• What is needed:
From the first line through the line containing "pixel 267 96", transcribe the records exactly and include no other lines.

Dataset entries
----
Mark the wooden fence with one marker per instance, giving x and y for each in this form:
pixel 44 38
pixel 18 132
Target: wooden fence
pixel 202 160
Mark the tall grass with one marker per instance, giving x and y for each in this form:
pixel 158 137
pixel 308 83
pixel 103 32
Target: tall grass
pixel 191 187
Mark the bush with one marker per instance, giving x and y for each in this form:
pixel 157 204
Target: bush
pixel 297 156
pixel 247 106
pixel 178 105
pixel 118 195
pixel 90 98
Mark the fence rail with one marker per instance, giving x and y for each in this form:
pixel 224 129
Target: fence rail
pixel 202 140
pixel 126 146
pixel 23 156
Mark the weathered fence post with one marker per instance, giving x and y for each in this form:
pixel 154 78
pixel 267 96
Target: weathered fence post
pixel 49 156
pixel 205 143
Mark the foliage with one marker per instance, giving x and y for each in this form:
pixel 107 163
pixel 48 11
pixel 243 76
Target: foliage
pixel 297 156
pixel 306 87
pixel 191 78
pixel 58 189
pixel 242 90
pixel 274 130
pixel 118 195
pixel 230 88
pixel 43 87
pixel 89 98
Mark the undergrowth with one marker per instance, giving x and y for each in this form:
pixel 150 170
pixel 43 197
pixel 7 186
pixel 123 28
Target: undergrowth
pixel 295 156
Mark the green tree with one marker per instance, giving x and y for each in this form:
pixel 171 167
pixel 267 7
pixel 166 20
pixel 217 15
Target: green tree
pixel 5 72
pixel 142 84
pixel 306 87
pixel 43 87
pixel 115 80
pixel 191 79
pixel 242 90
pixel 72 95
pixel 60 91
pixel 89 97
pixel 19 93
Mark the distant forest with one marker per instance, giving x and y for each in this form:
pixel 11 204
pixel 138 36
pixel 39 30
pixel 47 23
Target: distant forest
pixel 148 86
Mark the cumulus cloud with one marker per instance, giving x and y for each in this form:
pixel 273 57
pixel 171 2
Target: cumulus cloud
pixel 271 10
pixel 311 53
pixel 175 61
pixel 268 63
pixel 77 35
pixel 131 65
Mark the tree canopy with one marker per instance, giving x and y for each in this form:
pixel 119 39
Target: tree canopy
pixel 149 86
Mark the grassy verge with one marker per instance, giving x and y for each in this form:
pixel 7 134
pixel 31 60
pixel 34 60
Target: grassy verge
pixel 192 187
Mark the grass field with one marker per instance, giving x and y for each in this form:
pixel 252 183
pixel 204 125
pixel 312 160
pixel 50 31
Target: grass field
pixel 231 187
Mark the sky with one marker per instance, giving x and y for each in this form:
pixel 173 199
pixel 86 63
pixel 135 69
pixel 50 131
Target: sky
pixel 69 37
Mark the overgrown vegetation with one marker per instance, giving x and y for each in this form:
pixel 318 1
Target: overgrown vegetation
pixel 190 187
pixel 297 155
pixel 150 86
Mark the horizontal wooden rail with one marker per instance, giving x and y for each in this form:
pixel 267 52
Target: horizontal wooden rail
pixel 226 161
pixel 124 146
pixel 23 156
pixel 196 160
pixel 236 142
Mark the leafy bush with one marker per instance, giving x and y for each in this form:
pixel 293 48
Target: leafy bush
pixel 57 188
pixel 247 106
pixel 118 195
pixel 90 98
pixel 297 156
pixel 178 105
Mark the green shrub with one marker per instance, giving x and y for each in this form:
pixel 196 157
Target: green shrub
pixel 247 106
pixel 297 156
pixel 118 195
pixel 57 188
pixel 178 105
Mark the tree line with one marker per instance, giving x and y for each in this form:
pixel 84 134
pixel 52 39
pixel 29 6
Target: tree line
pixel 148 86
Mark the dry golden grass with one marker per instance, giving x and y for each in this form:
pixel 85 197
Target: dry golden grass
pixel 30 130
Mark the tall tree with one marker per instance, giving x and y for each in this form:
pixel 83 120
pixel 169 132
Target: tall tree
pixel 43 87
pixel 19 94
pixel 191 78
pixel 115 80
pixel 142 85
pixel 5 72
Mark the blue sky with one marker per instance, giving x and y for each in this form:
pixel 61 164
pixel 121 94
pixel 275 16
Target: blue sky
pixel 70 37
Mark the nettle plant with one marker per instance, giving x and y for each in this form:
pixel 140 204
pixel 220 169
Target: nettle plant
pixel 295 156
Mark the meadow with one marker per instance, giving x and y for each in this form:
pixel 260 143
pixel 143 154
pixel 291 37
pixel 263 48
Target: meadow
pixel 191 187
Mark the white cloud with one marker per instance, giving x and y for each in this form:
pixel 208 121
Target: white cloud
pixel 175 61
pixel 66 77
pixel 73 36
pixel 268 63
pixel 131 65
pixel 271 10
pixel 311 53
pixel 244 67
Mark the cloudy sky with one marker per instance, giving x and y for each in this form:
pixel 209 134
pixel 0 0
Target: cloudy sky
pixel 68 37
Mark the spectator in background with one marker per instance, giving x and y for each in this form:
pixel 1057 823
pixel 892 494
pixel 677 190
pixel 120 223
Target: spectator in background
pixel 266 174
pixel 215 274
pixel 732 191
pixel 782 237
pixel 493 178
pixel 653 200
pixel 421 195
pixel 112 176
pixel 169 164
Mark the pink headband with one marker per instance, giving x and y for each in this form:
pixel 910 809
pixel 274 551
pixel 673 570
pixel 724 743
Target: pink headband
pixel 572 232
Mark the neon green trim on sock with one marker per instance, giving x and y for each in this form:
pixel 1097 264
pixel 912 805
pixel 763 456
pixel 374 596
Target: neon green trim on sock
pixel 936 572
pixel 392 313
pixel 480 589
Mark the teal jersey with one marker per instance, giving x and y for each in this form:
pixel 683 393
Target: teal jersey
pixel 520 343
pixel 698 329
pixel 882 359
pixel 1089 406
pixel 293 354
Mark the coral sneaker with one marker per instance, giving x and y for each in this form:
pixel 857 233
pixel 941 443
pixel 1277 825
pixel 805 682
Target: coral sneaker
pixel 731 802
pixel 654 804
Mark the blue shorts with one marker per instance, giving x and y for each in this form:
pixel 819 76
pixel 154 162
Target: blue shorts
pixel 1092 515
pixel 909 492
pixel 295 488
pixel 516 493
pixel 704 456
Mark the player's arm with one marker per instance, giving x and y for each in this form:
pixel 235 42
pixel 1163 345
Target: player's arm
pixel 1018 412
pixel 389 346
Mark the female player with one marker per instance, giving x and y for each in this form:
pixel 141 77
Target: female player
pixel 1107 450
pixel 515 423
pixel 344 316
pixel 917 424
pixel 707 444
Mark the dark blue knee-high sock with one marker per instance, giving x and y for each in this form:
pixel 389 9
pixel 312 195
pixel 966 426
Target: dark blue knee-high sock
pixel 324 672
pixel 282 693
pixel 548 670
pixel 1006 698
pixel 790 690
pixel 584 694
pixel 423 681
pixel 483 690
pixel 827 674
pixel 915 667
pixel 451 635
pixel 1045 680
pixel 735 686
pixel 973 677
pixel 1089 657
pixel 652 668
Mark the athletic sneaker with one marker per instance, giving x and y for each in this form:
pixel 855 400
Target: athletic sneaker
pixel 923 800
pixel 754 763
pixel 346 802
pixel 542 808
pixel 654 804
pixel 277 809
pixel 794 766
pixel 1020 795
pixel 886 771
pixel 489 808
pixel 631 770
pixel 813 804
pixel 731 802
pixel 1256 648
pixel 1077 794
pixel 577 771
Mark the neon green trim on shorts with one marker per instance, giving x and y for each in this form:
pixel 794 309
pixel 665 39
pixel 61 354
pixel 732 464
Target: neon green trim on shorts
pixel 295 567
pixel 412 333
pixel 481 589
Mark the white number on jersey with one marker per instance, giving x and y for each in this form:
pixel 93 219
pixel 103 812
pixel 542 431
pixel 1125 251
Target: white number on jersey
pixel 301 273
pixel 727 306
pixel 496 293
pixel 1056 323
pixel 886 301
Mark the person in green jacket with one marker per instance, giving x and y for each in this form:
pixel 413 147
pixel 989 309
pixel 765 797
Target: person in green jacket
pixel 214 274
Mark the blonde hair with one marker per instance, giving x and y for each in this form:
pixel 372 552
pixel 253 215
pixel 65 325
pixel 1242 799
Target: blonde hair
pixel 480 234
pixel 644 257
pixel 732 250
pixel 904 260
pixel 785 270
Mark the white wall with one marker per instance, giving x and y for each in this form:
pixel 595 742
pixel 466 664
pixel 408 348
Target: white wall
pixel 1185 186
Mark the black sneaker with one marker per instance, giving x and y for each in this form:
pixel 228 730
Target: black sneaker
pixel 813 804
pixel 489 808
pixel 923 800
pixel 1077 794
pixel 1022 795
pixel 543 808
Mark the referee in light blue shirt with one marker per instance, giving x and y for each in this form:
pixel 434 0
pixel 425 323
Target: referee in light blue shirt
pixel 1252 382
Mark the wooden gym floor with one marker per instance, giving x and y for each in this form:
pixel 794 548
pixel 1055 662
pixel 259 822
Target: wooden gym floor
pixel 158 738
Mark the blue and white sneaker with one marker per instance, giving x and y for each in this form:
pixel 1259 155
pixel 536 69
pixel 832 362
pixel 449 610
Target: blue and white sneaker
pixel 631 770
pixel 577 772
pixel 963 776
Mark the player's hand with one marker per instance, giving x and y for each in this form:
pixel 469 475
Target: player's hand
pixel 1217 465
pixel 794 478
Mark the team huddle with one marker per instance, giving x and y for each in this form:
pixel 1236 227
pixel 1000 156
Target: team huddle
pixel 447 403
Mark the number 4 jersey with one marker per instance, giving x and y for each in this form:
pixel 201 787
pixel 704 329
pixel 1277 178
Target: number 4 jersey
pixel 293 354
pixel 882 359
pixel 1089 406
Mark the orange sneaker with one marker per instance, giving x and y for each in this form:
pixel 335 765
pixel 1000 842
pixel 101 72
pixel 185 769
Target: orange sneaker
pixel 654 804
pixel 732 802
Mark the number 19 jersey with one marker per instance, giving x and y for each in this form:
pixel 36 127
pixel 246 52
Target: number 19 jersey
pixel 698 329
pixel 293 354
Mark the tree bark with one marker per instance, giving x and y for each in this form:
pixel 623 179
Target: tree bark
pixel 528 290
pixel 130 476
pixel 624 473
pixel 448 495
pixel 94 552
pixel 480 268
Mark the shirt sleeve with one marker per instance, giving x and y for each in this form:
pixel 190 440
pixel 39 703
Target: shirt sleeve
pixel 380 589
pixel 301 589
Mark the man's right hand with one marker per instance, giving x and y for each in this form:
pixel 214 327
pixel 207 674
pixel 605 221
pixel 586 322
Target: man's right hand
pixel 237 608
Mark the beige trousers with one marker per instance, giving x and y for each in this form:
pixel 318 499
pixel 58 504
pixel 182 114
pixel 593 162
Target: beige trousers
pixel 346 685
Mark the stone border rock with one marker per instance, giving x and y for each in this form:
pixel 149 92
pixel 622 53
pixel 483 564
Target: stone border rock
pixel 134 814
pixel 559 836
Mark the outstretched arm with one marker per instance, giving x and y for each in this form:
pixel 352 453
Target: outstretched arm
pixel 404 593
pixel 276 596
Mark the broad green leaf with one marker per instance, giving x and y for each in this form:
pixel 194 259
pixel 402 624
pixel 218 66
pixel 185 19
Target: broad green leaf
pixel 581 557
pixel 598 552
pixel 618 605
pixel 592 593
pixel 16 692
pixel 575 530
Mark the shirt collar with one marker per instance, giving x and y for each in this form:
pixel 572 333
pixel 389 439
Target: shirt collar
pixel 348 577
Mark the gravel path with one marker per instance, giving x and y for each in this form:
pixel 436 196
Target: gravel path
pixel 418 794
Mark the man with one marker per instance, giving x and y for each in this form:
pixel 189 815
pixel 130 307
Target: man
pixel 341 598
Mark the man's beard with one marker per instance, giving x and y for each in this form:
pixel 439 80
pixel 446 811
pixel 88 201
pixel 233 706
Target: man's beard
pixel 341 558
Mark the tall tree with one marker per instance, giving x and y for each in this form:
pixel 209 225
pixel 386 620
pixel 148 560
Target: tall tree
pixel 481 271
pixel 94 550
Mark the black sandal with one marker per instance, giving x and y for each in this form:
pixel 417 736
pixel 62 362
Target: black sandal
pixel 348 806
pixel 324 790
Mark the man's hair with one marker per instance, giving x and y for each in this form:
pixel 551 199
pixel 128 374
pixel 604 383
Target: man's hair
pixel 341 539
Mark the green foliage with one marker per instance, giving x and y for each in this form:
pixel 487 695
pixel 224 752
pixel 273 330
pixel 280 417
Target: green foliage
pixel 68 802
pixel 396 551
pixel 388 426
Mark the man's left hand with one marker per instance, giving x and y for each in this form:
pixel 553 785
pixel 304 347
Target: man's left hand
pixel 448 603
----
• The answer:
Mark the wooden fence with one marker per instance, giving x and y for each in this form:
pixel 44 38
pixel 18 132
Target: wooden fence
pixel 202 160
Mark the tall grass with one marker per instance, giving x and y for each in this form:
pixel 158 137
pixel 308 83
pixel 103 32
Target: tall grass
pixel 191 187
Mark the bush with one marker per instance, giving x and y for each in this form:
pixel 157 204
Target: bush
pixel 297 156
pixel 247 106
pixel 178 105
pixel 118 195
pixel 90 98
Mark the fence rail with one marker per instance, giving x and y for each in this form:
pixel 224 129
Target: fence rail
pixel 202 140
pixel 126 146
pixel 23 156
Mark the weathered fence post with one marker per instance, giving x and y for each in this form:
pixel 154 78
pixel 267 96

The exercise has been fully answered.